Assigned task: Between the line containing "Target: fjord water" and the line containing "Target: dense forest" lies a run of lines; give that run again exactly, with both of those lines, and nothing else from the entries below.

====== Data provided ======

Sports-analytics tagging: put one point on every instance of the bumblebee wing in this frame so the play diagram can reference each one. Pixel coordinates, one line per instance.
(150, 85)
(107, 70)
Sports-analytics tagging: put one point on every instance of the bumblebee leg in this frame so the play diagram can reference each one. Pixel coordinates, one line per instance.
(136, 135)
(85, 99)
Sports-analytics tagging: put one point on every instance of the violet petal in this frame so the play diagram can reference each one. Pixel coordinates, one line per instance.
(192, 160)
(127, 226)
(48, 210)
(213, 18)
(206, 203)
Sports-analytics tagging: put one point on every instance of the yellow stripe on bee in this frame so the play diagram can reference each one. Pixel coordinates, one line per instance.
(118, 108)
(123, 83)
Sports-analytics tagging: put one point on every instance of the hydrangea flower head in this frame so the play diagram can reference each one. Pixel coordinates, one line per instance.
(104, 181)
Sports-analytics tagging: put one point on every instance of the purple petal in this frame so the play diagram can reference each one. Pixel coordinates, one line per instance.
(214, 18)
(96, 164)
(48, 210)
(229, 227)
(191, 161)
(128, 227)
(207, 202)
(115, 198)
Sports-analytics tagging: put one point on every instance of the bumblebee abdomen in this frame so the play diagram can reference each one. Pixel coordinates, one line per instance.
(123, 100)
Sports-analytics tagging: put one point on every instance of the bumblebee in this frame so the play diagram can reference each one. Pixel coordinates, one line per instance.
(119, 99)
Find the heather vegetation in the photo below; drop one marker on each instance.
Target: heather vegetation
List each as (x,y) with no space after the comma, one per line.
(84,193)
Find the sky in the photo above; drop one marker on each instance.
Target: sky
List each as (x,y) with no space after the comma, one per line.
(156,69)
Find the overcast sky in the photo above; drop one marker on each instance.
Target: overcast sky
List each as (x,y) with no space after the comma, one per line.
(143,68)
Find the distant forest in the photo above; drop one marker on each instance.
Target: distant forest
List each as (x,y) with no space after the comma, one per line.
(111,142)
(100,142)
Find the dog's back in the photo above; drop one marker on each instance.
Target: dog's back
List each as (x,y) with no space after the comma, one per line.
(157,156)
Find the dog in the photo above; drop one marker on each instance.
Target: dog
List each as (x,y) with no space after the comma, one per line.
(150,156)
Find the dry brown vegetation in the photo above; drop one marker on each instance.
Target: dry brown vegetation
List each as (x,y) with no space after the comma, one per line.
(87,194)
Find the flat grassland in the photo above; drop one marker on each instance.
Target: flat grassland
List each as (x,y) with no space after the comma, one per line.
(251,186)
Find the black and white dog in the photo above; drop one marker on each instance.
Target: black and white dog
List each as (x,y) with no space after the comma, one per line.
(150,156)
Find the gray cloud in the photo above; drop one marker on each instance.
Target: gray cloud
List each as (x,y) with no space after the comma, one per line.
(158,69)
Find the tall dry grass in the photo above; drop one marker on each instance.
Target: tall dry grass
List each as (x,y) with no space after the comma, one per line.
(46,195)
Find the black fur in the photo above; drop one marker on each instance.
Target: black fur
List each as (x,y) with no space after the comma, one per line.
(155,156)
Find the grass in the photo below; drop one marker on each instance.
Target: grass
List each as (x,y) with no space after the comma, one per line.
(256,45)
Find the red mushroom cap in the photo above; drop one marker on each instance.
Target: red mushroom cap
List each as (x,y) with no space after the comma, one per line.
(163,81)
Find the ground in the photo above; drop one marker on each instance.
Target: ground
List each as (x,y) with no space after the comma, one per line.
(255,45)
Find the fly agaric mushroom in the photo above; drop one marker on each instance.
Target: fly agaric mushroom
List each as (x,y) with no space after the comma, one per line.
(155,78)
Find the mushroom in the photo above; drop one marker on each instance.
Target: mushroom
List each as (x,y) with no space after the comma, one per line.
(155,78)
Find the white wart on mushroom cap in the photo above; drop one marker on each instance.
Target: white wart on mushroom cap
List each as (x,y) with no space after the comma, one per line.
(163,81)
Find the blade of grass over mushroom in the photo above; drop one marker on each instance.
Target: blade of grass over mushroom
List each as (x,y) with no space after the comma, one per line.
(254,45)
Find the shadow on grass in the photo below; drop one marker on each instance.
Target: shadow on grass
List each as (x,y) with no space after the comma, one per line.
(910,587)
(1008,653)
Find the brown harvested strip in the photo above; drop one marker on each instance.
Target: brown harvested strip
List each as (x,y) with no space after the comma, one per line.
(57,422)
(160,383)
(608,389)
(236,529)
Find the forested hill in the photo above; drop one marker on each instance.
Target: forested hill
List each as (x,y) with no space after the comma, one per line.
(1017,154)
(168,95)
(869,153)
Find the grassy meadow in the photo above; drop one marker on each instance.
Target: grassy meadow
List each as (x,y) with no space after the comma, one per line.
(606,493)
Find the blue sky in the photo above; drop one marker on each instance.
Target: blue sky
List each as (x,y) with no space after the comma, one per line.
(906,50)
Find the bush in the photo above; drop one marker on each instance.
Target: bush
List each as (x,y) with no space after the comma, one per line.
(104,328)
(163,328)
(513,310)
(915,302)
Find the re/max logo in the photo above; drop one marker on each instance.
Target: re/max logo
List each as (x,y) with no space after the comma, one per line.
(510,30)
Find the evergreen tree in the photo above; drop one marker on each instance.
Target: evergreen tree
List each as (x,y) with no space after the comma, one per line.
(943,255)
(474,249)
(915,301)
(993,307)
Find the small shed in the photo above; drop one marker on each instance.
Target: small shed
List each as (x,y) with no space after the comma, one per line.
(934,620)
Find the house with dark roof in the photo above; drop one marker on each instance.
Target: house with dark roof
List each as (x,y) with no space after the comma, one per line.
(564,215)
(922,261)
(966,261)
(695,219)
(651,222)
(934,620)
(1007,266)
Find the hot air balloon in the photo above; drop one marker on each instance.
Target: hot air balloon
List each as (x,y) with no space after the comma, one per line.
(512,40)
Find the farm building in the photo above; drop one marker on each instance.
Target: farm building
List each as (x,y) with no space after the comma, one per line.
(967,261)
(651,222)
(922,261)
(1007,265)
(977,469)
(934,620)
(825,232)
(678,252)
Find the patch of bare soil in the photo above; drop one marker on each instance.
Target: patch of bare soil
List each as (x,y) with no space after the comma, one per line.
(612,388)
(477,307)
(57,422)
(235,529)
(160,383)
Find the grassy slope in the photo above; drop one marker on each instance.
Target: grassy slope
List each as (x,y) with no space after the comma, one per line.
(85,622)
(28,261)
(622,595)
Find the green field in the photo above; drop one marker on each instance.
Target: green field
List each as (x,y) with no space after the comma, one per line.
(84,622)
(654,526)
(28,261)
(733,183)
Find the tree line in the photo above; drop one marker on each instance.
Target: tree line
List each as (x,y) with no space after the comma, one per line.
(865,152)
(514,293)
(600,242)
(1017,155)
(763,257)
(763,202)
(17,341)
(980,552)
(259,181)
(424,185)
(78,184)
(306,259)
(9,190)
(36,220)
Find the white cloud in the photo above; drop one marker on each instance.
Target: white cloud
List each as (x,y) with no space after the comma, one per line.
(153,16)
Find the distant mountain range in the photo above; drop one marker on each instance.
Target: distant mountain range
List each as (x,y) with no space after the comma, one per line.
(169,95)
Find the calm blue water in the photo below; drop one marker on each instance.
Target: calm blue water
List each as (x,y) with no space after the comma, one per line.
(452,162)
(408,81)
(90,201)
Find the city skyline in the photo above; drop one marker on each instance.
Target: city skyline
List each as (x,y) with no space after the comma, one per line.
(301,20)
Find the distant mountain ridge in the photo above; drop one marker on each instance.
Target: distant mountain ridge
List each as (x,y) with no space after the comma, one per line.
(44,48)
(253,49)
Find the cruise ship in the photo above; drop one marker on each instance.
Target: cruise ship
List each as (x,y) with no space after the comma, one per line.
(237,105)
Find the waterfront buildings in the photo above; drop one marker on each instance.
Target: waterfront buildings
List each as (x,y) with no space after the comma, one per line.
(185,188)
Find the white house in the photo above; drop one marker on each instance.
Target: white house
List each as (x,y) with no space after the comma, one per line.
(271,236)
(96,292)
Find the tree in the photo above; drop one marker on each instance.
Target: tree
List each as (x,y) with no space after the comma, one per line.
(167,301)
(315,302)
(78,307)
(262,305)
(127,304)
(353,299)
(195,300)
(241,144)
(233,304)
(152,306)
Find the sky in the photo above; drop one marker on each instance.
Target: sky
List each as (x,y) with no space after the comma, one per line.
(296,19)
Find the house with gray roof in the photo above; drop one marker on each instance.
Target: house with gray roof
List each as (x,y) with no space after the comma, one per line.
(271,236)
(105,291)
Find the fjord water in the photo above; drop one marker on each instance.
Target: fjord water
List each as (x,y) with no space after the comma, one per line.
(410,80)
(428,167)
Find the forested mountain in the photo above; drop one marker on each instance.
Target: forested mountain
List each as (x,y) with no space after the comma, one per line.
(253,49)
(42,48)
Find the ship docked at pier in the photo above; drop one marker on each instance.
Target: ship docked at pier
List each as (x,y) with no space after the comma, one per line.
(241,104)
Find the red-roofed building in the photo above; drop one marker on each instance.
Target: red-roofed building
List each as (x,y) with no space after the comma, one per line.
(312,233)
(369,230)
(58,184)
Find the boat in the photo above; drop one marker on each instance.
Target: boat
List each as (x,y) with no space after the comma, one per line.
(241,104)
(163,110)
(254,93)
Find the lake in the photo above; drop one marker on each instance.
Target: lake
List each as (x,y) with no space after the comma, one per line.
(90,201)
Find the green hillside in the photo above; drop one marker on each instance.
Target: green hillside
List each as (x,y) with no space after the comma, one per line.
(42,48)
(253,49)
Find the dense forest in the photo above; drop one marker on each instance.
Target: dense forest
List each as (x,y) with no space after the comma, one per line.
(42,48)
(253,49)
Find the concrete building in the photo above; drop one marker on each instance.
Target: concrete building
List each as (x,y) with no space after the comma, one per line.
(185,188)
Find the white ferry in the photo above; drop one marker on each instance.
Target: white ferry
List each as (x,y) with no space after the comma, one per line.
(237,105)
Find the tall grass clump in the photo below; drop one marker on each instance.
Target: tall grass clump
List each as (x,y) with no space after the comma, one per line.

======

Response below:
Target: fjord water
List each as (x,y) with no space after the comma, one per line.
(410,80)
(428,167)
Find the forested mountain in the photo above; drop one marker on each instance.
Target: forested mountain
List each as (x,y) with no space after the comma, one per line.
(253,49)
(42,48)
Find the ship docked at pier in the photo above; drop one marker on each instance.
Target: ship docked at pier
List each as (x,y) with no space after the comma, one per line.
(241,104)
Find the red-roofed building in the photo above; drop one marker on each instance.
Target: red-roofed building
List each as (x,y) with no space after the comma, one per line.
(312,233)
(369,230)
(58,184)
Find the boat in the photo above; drop one marker on each instance.
Target: boat
List each as (x,y) with no space after the comma, one per line.
(241,104)
(163,110)
(254,93)
Find the lake in the photo above; drop one marker on each instance.
Target: lake
List each as (x,y) with no space after the comma, one per line.
(90,201)
Find the green hillside in the photo above; drop one marker on each instance.
Target: green hillside
List each as (x,y) with no space after the comma, one per line.
(42,48)
(253,49)
Find the dense forest in the photo above; drop one marker on each instance.
Target: dense forest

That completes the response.